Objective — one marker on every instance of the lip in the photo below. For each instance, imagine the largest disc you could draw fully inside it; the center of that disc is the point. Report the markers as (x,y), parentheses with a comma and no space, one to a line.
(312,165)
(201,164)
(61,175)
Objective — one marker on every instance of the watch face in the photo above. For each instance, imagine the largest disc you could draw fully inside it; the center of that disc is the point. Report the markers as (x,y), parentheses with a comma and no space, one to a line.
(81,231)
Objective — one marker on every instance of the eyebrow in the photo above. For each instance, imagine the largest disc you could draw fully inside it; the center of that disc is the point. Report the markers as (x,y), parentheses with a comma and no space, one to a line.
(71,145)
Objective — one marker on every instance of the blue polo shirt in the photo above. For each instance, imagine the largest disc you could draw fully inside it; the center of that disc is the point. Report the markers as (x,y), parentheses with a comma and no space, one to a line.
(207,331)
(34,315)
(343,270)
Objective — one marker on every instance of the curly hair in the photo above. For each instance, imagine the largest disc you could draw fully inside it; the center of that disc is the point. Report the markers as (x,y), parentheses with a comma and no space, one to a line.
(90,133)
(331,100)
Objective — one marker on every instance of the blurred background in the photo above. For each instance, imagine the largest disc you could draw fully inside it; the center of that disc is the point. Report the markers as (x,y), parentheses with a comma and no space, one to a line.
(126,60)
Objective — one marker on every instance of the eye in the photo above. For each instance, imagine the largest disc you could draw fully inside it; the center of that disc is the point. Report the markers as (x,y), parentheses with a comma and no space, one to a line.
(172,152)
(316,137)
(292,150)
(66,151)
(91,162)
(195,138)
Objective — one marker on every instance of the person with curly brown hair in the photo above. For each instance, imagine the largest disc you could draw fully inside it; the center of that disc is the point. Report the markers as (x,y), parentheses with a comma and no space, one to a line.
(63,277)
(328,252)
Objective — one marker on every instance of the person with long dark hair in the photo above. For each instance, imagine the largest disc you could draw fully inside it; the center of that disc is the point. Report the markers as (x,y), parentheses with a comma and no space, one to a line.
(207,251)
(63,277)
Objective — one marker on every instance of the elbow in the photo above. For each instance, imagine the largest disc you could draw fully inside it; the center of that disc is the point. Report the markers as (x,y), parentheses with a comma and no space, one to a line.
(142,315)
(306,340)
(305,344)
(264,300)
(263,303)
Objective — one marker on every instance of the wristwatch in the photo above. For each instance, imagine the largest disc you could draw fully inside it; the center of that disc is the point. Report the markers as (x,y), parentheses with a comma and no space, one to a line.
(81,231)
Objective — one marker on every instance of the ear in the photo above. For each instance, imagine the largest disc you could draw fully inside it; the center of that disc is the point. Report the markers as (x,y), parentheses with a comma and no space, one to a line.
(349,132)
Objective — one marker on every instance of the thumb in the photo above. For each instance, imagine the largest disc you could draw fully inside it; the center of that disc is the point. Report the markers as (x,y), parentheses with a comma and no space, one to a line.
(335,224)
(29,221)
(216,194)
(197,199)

**Direction**
Please copy the records again, beginning at the line that contains "Objective — one marker on every instance of the wristwatch" and stopping after the final line of the records, with the requests left as they are. Shift both numbers in every coordinate pair in the answers by -132.

**Response**
Objective — one marker on every instance of the wristwatch in the photo above. For each instance, imagine the largest disc you could draw fully inside it; the center of that disc is the point. Report the markers as (x,y), parentheses with a comma and no space, one to a line.
(-51,99)
Objective — one marker on every instance of the ear in the photo above. For each instance, imagine the largest disc you could draw fully inside it; the center of that disc is the point. Report the markers as (x,y), parentheses with a comma and no space, one to a line.
(217,0)
Objective — one marker on every instance of the thumb in the photo above. For each instance, imagine the largest disc you could draw fully inside it; the center of that disc is the point. Report the markers as (x,y), parentheses with a comma and no space, one to a line.
(203,92)
(-103,89)
(84,62)
(65,67)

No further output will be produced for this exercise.